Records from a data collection
"""
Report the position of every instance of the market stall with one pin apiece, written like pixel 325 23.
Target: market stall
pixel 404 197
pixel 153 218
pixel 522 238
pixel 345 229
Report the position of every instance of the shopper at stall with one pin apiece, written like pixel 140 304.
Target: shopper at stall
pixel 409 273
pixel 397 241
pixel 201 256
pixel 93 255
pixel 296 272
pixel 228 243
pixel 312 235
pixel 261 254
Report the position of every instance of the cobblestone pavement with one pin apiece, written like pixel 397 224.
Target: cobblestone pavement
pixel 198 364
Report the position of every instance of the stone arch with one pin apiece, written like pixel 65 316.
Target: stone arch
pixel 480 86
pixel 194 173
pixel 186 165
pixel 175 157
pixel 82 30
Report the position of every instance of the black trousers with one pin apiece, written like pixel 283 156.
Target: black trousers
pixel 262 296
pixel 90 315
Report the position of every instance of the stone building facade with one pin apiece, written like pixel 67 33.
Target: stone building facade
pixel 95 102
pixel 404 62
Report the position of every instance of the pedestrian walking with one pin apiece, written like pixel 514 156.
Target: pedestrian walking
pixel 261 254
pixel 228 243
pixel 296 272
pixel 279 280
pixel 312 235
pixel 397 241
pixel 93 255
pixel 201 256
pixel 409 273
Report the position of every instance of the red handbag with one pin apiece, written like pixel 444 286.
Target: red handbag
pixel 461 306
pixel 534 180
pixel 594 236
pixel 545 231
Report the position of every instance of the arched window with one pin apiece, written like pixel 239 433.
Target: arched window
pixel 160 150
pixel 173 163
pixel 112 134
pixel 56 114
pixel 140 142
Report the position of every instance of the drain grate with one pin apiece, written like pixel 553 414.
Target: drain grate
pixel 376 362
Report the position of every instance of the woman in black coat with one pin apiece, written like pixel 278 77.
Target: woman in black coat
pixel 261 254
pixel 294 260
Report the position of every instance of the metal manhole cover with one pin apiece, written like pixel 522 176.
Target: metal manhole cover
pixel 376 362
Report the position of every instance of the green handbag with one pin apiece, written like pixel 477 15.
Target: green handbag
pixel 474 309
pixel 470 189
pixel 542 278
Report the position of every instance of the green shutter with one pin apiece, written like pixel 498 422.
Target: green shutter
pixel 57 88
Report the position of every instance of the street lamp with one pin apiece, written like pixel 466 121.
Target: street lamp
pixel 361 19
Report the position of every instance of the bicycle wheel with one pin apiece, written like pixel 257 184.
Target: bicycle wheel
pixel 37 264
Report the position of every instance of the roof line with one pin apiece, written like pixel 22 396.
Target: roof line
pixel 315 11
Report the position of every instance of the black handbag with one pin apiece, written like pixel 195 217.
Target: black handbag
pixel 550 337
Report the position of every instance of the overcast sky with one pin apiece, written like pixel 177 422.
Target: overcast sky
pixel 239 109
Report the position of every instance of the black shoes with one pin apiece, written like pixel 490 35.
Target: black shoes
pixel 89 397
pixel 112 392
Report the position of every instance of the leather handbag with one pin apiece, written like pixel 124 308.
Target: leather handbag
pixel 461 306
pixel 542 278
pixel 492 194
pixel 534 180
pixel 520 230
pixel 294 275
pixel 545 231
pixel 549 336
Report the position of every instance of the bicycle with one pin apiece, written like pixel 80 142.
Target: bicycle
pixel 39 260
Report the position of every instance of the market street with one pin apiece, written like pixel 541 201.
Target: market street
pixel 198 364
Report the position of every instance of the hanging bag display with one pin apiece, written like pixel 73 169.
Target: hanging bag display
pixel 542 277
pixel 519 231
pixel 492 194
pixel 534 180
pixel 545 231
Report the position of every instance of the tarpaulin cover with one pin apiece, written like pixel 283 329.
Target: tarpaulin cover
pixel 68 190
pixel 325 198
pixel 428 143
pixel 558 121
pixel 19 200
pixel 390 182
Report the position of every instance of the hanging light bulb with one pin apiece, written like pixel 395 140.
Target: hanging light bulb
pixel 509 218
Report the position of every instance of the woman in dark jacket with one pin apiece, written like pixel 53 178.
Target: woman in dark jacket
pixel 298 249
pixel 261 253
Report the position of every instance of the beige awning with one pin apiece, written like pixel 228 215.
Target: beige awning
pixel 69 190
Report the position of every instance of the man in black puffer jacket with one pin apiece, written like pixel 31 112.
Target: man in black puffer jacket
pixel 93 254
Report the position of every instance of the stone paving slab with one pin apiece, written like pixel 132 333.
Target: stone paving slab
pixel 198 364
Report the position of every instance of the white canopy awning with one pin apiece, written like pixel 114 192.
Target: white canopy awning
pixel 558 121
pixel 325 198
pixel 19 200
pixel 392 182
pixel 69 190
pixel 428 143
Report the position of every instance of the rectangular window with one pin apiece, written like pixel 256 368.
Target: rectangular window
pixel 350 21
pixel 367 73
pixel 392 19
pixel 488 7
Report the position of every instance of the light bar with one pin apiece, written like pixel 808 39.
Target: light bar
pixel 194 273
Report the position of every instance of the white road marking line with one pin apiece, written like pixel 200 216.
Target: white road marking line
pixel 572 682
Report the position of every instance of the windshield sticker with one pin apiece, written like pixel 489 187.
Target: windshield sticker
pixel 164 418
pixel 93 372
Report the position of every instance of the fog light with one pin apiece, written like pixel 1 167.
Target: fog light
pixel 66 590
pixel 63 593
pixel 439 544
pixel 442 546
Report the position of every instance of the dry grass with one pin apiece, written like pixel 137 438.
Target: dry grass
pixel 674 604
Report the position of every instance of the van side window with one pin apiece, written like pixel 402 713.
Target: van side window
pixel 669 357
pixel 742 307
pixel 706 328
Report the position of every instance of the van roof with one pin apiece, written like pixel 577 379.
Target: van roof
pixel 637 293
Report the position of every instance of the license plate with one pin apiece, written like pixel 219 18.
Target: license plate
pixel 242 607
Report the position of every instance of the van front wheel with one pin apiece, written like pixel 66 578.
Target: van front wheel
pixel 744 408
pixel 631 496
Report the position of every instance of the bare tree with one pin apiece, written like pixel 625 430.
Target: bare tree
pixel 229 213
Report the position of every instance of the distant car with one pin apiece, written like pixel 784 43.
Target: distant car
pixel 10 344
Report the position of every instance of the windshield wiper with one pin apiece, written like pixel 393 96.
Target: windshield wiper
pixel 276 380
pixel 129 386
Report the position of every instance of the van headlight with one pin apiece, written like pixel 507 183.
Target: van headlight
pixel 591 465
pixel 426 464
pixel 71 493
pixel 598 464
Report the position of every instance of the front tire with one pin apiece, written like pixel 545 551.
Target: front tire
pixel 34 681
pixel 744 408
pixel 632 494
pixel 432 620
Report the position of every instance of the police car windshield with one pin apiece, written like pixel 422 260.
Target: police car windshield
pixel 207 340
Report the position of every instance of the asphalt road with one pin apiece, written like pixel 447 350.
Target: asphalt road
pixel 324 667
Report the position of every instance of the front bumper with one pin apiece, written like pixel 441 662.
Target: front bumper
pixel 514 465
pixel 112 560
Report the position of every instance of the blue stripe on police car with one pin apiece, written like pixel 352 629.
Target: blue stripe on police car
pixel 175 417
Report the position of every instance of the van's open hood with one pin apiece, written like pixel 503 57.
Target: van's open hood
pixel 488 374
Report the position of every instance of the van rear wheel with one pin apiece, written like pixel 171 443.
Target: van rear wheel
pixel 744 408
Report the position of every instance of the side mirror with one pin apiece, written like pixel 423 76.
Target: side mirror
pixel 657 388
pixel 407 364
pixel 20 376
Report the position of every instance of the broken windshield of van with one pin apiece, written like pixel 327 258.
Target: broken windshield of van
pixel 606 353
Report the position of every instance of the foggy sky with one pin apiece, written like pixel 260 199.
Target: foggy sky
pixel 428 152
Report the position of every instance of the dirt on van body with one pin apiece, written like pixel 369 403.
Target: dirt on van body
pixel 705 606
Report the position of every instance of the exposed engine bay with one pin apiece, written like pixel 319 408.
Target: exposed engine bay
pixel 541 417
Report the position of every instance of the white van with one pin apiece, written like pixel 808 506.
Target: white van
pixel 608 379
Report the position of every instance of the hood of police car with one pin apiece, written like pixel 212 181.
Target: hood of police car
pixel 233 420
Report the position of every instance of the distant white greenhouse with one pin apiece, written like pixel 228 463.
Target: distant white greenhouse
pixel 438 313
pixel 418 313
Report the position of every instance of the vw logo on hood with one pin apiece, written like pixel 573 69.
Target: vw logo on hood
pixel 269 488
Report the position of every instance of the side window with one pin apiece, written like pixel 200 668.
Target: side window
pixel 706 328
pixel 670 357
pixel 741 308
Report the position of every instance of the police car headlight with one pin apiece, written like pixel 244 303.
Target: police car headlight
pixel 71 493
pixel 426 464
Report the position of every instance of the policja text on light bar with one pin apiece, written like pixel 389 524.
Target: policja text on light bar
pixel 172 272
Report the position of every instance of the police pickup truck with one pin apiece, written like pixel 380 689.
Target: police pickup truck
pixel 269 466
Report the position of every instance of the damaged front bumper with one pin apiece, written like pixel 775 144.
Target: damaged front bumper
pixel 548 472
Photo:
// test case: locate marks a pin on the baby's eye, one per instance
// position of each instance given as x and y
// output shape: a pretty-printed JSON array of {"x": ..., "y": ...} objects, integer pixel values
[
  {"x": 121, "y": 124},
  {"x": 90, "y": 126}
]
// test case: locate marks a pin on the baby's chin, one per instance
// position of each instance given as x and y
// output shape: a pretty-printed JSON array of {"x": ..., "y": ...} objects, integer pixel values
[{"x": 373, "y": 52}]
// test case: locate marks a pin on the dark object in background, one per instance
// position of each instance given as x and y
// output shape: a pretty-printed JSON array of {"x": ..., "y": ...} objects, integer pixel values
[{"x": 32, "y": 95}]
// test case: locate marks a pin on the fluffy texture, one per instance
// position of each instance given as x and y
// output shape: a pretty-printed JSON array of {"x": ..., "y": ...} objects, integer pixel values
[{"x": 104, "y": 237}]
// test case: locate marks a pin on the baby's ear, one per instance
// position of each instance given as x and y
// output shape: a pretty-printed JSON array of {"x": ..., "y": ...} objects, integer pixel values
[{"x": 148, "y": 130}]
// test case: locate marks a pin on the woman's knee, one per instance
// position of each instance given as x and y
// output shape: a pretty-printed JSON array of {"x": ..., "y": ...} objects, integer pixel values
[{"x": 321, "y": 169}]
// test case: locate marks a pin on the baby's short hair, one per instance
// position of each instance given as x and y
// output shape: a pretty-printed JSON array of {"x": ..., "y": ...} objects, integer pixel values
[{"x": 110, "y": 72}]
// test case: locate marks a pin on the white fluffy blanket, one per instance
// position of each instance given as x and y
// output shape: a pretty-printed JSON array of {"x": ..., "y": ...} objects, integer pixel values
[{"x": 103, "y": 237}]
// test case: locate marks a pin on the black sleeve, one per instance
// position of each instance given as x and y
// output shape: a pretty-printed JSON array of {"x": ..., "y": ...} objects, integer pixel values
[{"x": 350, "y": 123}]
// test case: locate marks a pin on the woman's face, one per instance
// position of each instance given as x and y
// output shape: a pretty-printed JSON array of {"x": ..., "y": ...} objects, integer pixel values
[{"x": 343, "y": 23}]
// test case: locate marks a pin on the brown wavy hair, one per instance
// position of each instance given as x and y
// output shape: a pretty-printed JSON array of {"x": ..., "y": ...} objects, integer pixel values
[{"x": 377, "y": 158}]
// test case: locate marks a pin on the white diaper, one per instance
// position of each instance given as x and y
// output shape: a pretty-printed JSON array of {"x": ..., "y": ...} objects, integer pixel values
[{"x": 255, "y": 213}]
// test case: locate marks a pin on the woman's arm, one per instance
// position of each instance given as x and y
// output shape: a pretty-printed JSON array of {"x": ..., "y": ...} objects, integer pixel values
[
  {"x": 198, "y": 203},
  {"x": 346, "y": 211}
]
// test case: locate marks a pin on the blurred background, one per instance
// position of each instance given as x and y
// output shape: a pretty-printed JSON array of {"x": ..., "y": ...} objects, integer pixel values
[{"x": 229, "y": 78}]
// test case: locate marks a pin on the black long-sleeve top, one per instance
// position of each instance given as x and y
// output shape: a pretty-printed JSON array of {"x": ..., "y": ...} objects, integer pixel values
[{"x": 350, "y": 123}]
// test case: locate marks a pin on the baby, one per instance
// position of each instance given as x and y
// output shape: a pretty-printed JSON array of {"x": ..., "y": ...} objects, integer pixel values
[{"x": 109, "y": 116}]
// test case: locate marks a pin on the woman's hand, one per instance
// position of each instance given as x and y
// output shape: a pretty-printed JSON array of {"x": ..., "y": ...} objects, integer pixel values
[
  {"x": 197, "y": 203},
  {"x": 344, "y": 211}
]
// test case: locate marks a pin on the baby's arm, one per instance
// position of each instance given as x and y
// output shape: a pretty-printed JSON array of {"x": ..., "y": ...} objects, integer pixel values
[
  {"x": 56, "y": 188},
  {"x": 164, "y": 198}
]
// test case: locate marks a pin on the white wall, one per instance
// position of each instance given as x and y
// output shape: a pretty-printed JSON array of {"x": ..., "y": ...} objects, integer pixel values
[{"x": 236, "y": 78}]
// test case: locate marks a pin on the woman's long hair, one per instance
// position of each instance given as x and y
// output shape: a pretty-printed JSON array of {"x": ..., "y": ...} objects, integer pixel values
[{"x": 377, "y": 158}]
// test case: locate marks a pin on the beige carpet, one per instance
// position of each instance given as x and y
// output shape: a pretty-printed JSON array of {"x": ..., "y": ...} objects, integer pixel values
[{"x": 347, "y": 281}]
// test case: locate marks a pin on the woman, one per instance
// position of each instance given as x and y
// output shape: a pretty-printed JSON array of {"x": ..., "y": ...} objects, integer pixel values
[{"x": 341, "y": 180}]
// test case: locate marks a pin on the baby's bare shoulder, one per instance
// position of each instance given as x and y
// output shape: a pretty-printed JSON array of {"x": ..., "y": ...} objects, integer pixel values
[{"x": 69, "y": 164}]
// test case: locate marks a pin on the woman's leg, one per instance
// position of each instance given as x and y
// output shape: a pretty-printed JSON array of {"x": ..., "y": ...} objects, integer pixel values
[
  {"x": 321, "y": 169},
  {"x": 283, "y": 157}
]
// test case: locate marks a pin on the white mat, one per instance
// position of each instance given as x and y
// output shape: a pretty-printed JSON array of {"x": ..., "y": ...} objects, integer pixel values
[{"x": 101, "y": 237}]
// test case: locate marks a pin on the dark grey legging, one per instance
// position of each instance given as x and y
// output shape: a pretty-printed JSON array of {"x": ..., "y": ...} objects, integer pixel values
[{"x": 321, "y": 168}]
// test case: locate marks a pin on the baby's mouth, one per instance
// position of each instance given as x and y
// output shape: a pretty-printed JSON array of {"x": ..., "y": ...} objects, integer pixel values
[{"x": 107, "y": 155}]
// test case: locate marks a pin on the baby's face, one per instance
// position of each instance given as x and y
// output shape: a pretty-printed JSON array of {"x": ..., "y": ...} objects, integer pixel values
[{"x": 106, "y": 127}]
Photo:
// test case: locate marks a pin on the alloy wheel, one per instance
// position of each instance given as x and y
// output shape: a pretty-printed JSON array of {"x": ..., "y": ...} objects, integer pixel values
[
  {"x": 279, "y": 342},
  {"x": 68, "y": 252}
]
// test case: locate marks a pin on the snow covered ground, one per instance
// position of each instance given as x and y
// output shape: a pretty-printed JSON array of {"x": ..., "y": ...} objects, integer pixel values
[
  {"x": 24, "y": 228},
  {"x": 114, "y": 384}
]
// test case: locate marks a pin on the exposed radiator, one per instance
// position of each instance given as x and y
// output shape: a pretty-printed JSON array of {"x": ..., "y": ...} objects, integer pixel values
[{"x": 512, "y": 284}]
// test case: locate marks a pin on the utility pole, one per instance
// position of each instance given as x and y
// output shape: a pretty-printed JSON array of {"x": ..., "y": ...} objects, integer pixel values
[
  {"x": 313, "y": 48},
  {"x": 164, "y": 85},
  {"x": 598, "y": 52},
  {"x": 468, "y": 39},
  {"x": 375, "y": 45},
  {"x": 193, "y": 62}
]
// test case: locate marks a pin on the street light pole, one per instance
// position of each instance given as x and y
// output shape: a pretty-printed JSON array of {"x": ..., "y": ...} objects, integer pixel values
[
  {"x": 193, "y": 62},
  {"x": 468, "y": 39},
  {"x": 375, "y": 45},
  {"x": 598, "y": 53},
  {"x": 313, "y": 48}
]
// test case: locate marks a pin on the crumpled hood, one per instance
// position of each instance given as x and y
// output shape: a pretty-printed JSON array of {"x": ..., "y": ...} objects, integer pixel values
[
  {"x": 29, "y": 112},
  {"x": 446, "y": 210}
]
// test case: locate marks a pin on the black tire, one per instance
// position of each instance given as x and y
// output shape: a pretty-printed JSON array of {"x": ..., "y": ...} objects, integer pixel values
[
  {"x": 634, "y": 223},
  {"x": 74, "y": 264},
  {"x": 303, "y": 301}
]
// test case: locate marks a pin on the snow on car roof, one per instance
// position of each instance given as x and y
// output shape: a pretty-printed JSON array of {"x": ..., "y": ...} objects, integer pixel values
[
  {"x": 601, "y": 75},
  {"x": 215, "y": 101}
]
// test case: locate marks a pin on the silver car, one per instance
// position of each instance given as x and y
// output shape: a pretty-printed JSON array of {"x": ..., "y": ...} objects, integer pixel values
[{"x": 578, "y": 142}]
"""
How to complete this task
Scan the entries above and copy each line where "long" occurs.

Answer for this exercise
// test case: locate marks a pin on the black long-sleeve top, one per instance
// test case: locate marks a pin on the woman's long hair, one per instance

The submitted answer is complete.